*Text under study*
---

Building the Perfect RAG

Every RAG prototype works. The embedding model is fast, the top-5 results look relevant, and the LLM strings together a coherent answer. Then you ship it, and reality arrives: answers that ignore the retrieved context, retrievals that return the wrong chunk from the right document, and a context window that quietly overflows and silently drops evidence.

RAG is not a solved problem you plug in — it is a pipeline you engineer. This post is a practical guide to building one that actually holds up in production.

What RAG is (and isn't)
The anatomy of a RAG pipeline
Common pitfalls and how to avoid them
Advanced techniques that move the needle
Evaluation strategies
Architecture decision guide

What RAG Is (and Isn't)

Retrieval-Augmented Generation is a pattern: retrieve relevant documents from an external store, inject them into the LLM's context, then generate a grounded response. That's it.

What it is not: a magic accuracy layer you bolt onto any model. RAG amplifies the quality of your retrieval. Garbage in, garbage out — just faster and with a citation.

The value proposition is real though. As covered in Why RAG beats fine-tuning for most use cases, RAG gives you up-to-date, maintainable knowledge without retraining — which is why it has become the default architecture for production knowledge bases, support bots, and document Q&A systems.

The Anatomy of a RAG Pipeline

A production RAG pipeline has five moving parts. Each one has failure modes.

1. Chunking

Chunking converts raw documents into indexable units. Get this wrong and every downstream step suffers — retrieval returns the wrong neighborhood, the LLM sees truncated context, and semantic coherence collapses.

Naive fixed-size chunking is a trap. Splitting every 512 tokens without regard for structure severs sentences, splits tables, and buries headings in the wrong chunk.

Better strategies:

Recursive character splitting — respects paragraph, sentence, and word boundaries in priority order.
Semantic chunking — uses embedding similarity to detect topic shifts and split there instead of at an arbitrary token count.
Hierarchical (parent-child) chunking — index small chunks for precision retrieval, but return the surrounding parent chunk as context to the LLM.

---

*Supplied data*
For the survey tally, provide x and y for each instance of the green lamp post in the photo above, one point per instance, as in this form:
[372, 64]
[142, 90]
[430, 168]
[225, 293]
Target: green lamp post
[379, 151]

---

*Work task 1*
Decide whether each statement agrees with the RAG post. Answer yes or no for each, and quote the words of the post that decide it.
(a) A production RAG pipeline has five moving parts.
(b) The post recommends splitting documents every 512 tokens.
(c) Hierarchical chunking gives the LLM the surrounding parent chunk as context.
*Work task 2*
List every heading in the contents list near the top of the RAG post.

*Solution 1*
(a) Yes: "A production RAG pipeline has five moving parts."
(b) No: "Naive fixed-size chunking is a trap. Splitting every 512 tokens without regard for structure severs sentences, splits tables, and buries headings in the wrong chunk."
(c) Yes: "index small chunks for precision retrieval, but return the surrounding parent chunk as context to the LLM."

*Solution 2*
What RAG is (and isn't)
The anatomy of a RAG pipeline
Common pitfalls and how to avoid them
Advanced techniques that move the needle
Evaluation strategies
Architecture decision guide